╭─ READING TEXT

Teaching with Sketchpad
If you teach workshops or classes with Processing, and are interested to try out Sketchpad with your students, get in touch to request a studio. I'd be happy to offer suggestions, connect you with others who have tried this in their classes, give you a guided tour, or simply answer your questions.
Canvas found in the studio gallery of a recent workshop that used Sketchpad:
Código de la imagen: visualización de datos con Processing.org
I'm starting to compile a list of interesting and meaningful ways that people have incorporated Sketchpad into classes. Some of these are from my own teaching experiences with Sketchpad, and many were contributed by others. If you have had success with techniques that I haven't listed below, please let me know and I'll add them to the list.
- Worked examples: You can prepare example sketches (with your own comments) for your students to work with. Rather than just reading the final code, they can follow along step-by-step, and re-render the sketch at any point along the way. We found this to be a useful way to demonstrate how to break down and approach a complex goal.
(For an example, try the playback functionality on this sketch)Sketchpad now includes a very powerful way for you to record narrated "sketchcasts" for your students to watch, pause, and experiment with code changes at any point in the playback. Read more about sketchcasting.
- JIT Q&A: On a number of occasions, we would ask a "how could you modify this code to do X?" question. Different students had different ideas, and we let them take turns trying out their solutions, and letting others discuss and make suggestions. The discussions quickly got interesting with live code at the center of it. (This sketch was the center of a good discussion on possible approaches to have two objects move at different speeds, and this one was where we discussed RGB vs HSB.)
- Fork and fix: Occasionally, we would prepare a sketch that was slightly broken in a particular way. Participants would start by cloning that sketch, and trying to identify and fix the known bug. (an example)

╰─

PROMPT
Carry on the text about teaching with Sketchpad from the point where it stops.

╭─ RAW RECORDS

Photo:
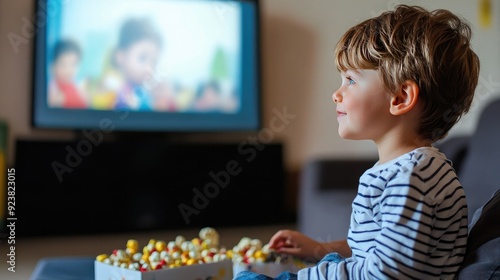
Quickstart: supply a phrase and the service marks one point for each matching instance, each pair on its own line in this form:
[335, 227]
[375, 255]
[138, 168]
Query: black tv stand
[123, 186]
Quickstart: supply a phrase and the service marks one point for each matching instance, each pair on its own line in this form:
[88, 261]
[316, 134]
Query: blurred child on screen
[63, 91]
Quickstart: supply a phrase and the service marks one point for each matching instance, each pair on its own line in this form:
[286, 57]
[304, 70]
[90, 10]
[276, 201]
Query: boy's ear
[405, 98]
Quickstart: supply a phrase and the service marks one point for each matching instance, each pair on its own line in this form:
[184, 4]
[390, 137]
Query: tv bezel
[137, 121]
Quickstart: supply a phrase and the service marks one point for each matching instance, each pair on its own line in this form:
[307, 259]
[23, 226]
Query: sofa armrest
[326, 191]
[455, 149]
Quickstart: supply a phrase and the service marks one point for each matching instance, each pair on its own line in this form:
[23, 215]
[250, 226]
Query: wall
[298, 71]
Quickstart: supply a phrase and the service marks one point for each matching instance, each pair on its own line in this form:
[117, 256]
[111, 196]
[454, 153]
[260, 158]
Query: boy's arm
[339, 246]
[407, 236]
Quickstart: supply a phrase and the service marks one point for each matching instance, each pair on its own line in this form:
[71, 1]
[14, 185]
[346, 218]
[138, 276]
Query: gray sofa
[328, 186]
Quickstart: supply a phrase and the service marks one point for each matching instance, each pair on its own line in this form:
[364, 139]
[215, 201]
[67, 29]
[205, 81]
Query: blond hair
[431, 48]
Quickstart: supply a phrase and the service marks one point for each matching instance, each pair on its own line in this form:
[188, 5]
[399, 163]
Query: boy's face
[363, 105]
[66, 66]
[138, 62]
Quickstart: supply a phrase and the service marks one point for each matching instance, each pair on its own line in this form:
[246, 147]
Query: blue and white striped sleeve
[410, 226]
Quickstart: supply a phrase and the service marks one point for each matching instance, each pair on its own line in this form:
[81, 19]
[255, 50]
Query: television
[147, 65]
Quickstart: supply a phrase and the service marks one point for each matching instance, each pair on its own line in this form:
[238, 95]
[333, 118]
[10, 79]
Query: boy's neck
[397, 145]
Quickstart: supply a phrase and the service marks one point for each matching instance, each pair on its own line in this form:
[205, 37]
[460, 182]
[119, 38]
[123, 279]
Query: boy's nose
[337, 96]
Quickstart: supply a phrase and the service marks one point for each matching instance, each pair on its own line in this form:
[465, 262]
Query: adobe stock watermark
[248, 149]
[31, 25]
[94, 137]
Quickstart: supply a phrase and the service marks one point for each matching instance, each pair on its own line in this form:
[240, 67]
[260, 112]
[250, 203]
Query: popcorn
[158, 254]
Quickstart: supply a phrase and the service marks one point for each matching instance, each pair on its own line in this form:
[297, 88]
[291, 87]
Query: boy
[137, 54]
[407, 77]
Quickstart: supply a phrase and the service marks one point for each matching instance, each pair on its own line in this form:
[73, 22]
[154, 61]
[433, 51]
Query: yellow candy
[160, 246]
[196, 241]
[173, 265]
[101, 257]
[145, 257]
[229, 254]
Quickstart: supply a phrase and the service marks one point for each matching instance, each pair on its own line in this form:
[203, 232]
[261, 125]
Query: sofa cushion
[482, 259]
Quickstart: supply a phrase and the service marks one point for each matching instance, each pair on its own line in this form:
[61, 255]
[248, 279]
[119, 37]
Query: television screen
[157, 65]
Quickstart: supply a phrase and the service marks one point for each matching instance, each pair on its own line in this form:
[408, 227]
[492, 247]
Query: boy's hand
[297, 244]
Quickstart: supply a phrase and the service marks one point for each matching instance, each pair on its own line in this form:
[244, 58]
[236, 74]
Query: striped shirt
[408, 221]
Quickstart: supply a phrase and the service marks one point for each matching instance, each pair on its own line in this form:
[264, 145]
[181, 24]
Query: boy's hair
[137, 29]
[65, 46]
[431, 48]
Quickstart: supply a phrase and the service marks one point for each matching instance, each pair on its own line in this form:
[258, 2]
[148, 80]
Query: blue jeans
[249, 275]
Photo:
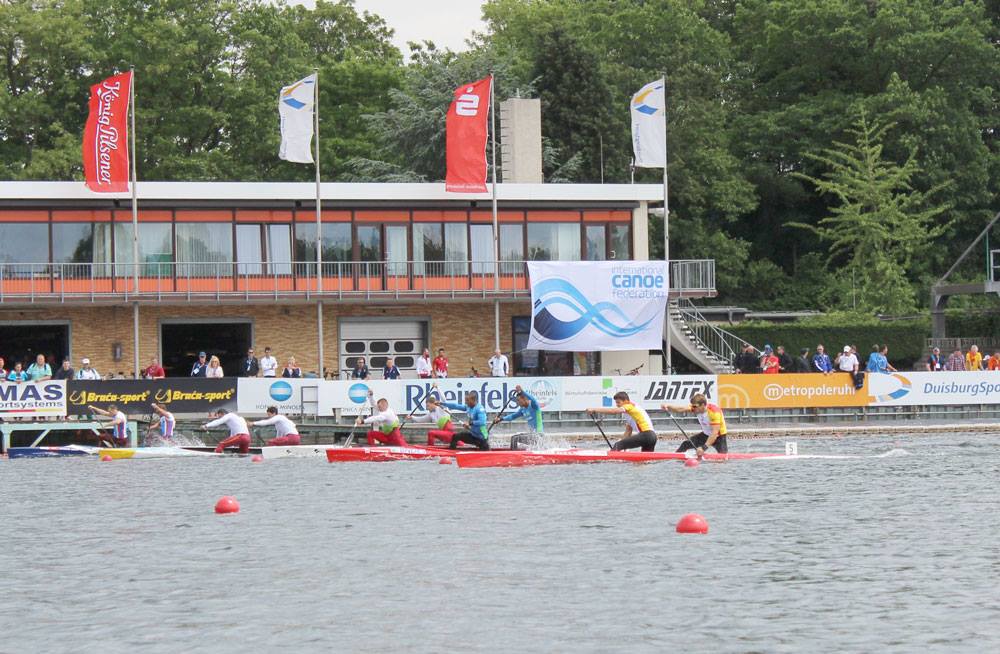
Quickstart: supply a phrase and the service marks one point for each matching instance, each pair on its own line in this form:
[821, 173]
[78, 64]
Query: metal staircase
[701, 342]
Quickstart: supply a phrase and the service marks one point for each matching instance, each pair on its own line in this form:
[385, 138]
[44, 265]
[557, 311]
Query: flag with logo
[593, 306]
[105, 137]
[466, 132]
[295, 108]
[649, 126]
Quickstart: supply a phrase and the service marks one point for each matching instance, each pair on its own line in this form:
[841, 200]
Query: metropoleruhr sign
[590, 306]
[28, 399]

╰─

RESPONSE TO THE EXERCISE
- Variations on a theme: I saw a nice approach in Doug Holton's HTML5 course at USU, where he started his students off with a template sketch and let each student take it in their own creative direction. Juan Antonio Ruz did something similar with his course. Here are 33 variations on the theme, made by students on a sketch that he prepared.
- Group work: There's lots of cool sketches written by groups of students. The source code is color-coded by author, so you'll be able to see who contributed what.
- Understanding syntax: Understanding the importance of syntax is often a sticking point for people new to code. Having a second person on the sketch -- whether it's you or someone else -- can help keep people un-stuck and on track.
- Drawing attention to great work: Featuring student work in the Gallery is great for this. Juan Antonio Ruz did this with the codigodelaimagen studio gallery. (You'll need to request a private studio to do this yourself.)
- Have students replicate a "masterpiece": Sketchpad now features recreation as a fully-supported activity. You select the "masterpiece" canvas, and your students then attempt to re-create it with their own code.
- Ditch the projector: Amit Pitaru told me that he used Sketchpad in place of a projector for a workshop that he ran. He and his students were all on the same live sketch.
I think of http://studio.sketchpad.cc as an open studio. If you're teaching a class or workshop, you may like this model but need a bit more control over the experience. If so, you may want to looking into setting up your own sketchpad studio.
Some of courses & workshops that have used Sketchpad:
please get in touch!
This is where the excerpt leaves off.